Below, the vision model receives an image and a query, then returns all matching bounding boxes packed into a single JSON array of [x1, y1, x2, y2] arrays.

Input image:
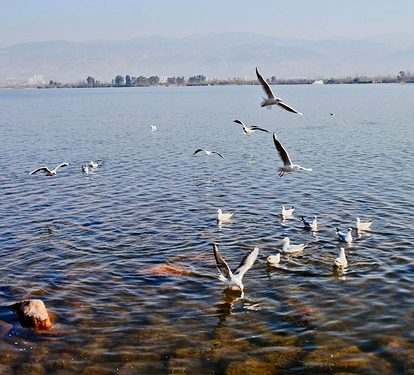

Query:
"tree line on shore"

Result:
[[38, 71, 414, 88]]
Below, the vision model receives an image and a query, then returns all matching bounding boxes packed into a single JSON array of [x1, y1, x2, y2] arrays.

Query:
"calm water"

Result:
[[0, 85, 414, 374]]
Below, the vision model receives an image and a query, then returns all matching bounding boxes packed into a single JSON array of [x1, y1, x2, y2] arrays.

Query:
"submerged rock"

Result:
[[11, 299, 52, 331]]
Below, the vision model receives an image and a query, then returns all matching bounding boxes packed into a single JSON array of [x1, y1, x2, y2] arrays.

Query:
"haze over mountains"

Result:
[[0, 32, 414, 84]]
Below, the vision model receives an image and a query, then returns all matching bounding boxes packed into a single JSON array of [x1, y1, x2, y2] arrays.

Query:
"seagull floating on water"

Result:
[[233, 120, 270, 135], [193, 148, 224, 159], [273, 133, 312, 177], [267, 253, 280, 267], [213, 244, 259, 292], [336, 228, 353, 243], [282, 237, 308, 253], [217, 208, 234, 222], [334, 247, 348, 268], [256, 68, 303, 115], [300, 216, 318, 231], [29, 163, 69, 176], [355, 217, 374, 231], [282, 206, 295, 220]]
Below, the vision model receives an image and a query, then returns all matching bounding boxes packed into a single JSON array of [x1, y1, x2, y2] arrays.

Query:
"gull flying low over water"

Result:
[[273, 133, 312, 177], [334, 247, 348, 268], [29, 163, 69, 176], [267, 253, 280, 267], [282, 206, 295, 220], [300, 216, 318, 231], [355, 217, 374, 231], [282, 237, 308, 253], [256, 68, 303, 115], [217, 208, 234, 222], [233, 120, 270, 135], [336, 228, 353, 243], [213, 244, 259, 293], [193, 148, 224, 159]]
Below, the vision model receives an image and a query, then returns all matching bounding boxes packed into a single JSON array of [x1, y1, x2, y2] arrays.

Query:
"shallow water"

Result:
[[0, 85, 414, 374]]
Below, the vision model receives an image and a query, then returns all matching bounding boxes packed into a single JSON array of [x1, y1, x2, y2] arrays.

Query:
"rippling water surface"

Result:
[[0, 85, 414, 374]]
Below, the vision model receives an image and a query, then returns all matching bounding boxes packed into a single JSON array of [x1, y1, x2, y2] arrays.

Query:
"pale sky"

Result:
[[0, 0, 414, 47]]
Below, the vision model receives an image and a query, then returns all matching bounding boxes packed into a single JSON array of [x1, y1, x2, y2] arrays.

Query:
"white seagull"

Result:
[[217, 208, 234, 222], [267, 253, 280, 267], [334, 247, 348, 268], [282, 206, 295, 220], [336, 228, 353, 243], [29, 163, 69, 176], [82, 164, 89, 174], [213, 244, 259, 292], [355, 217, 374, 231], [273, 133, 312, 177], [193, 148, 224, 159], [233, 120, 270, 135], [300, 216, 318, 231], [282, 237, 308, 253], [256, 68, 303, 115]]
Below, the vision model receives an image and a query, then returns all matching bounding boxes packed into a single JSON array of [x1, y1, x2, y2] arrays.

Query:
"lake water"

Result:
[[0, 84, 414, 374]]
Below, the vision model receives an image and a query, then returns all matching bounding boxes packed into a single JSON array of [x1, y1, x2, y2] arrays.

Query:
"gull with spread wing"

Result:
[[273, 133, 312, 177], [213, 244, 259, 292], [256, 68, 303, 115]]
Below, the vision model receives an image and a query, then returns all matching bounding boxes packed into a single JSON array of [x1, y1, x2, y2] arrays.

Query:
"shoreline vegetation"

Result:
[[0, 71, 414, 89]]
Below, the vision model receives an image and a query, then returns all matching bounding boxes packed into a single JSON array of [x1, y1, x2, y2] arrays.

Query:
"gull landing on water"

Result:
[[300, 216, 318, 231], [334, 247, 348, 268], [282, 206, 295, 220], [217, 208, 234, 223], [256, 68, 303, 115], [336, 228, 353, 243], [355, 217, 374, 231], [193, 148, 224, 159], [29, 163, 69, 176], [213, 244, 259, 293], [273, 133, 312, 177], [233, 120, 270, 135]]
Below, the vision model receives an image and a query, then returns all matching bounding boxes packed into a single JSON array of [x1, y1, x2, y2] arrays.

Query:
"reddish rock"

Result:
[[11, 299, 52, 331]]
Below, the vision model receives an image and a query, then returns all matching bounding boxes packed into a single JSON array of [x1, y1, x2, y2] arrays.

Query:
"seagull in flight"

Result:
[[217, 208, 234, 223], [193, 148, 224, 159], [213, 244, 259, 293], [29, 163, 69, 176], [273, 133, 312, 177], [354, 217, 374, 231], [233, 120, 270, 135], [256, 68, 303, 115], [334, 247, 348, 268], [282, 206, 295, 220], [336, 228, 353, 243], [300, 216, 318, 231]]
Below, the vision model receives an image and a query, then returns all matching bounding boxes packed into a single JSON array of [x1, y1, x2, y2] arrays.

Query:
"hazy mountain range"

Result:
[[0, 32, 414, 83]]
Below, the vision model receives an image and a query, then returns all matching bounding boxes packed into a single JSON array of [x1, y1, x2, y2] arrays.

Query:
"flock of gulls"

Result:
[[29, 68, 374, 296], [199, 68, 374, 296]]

--

### DIRECTIVE
Reproduce all of the rows above word for word, leaving out the picture.

### TASK SOLUTION
Below, the vision model receives an image and a query, then returns all matching bounding boxes packed into a single JSON array of [x1, y1, x2, y2] arrays.

Input image:

Query:
"tree line on shore"

Result:
[[38, 71, 414, 88]]
Below, the vision model receives an image and a query, then returns all matching bounding boxes packed into a single JSON array of [x1, y1, x2, y2] arrays.

Query:
"calm water"

Result:
[[0, 85, 414, 374]]
Below, the vision model receives an image and a query, then returns all matching bounding boxes packed into a single JSON array of [x1, y1, x2, y2] arrays.

Query:
"submerged rock"

Result:
[[11, 299, 52, 331]]
Below, the vision model receives an image and a query, then returns all matching bounding boxes packed into a single JSON array of [x1, y1, x2, y2] arrays.

Query:
"haze over mountains"

Result:
[[0, 32, 414, 84]]
Below, the vision model receives an image and a query, then returns all matching bounding boxes packed into a single JSON array of [x1, y1, x2, y2] arrays.

Query:
"seagull floating on water"

Result:
[[233, 120, 270, 135], [193, 148, 224, 159], [273, 133, 312, 177], [267, 253, 280, 267], [213, 244, 259, 292], [336, 228, 353, 243], [282, 237, 308, 253], [217, 208, 234, 222], [334, 247, 348, 268], [256, 68, 303, 115], [300, 216, 318, 231], [29, 163, 69, 176], [355, 217, 374, 231], [282, 206, 295, 220]]
Below, the vision model receives an image and a query, then returns all matching bounding boxes packed into a single JSON array of [x1, y1, x2, y2] arrays.

Query:
"gull flying low over water"

Result:
[[273, 133, 312, 177], [334, 247, 348, 268], [29, 163, 69, 176], [267, 253, 280, 267], [282, 206, 295, 220], [300, 216, 318, 231], [355, 217, 374, 231], [282, 237, 308, 253], [256, 68, 303, 115], [217, 208, 234, 222], [233, 120, 270, 135], [336, 228, 353, 243], [213, 244, 259, 293], [193, 148, 224, 159]]
Below, the vision model receives an image and a query, then returns all matching bounding boxes packed into a single JSON array of [x1, y1, x2, y2] arrays.

Query:
"shallow water"

Result:
[[0, 85, 414, 374]]
Below, the vision model receives an image and a query, then returns all matching bounding boxes packed into a single JSON array of [x1, y1, x2, y2] arrays.

Query:
"rippling water surface"

Result:
[[0, 85, 414, 374]]
Below, the vision model receives an image and a query, then returns all matching bounding boxes packed into a single JSON array of [x1, y1, x2, y2] arrays.

Query:
"pale sky"

Result:
[[0, 0, 414, 47]]
Below, the vision model receives an image and a query, then returns all matching bounding boxes packed into a single JSON array of [x1, y1, x2, y2] arrays.

Query:
"white seagull"

Result:
[[217, 208, 234, 222], [267, 253, 280, 267], [334, 247, 348, 268], [282, 206, 295, 220], [336, 228, 353, 243], [29, 163, 69, 176], [82, 164, 89, 174], [213, 244, 259, 292], [355, 217, 374, 231], [273, 133, 312, 177], [193, 148, 224, 159], [233, 120, 270, 135], [300, 216, 318, 231], [282, 237, 308, 253], [256, 68, 303, 115]]
Below, the vision model receives an image and a query, then returns all matching bounding boxes packed into a single JSON array of [x1, y1, x2, y2] arrays.

Query:
"lake water"

Result:
[[0, 84, 414, 374]]
Below, the vision model receives an image and a query, then returns all matching bounding boxes packed into a single JSON array of [x1, y1, x2, y2] arrays.

Query:
"gull with spread wing"

Result:
[[273, 133, 312, 177], [213, 244, 259, 292], [256, 68, 303, 115]]
Below, the vision model receives an image and a query, then returns all matching bounding boxes packed into a single JSON array of [x1, y1, x2, y2] arrays.

Query:
"shoreline vegetation"

Result:
[[0, 71, 414, 89]]
Below, the vision model receives an image and a query, then returns all matching bounding boxes packed into a single JSON array of [x1, y1, x2, y2] arrays.

Query:
"gull landing on water"

Result:
[[300, 216, 318, 231], [334, 247, 348, 268], [282, 206, 295, 220], [217, 208, 234, 223], [256, 68, 303, 115], [336, 228, 353, 243], [355, 217, 374, 231], [193, 148, 224, 159], [29, 163, 69, 176], [213, 244, 259, 293], [273, 133, 312, 177], [233, 120, 270, 135]]
Below, the vision model receives an image and a query, then returns all matching bounding boxes packed into a single JSON array of [x1, y1, x2, y2] arrays.

Query:
"reddish rock"

Result:
[[11, 299, 52, 331]]
Below, the vision model receives an image and a query, then returns all matching bounding boxes packed into a single JSON array of [x1, y1, x2, y2] arrays.

Query:
"seagull in flight"

Result:
[[217, 208, 234, 223], [193, 148, 224, 159], [213, 244, 259, 293], [29, 163, 69, 176], [273, 133, 312, 177], [354, 217, 374, 231], [233, 120, 270, 135], [256, 68, 303, 115], [334, 247, 348, 268], [282, 206, 295, 220], [336, 228, 353, 243], [300, 216, 318, 231]]
Below, the vision model receives an image and a query, then returns all matching bounding boxes packed into a single JSON array of [x1, y1, x2, y2] arrays.

Query:
"hazy mountain range"

Result:
[[0, 32, 414, 83]]
Below, the vision model receives an image and a query, then returns all matching bounding boxes packed into a single JSON array of [x1, y1, x2, y2] arrays.

Query:
"flock of gulls"

Result:
[[29, 68, 374, 296], [199, 68, 374, 296]]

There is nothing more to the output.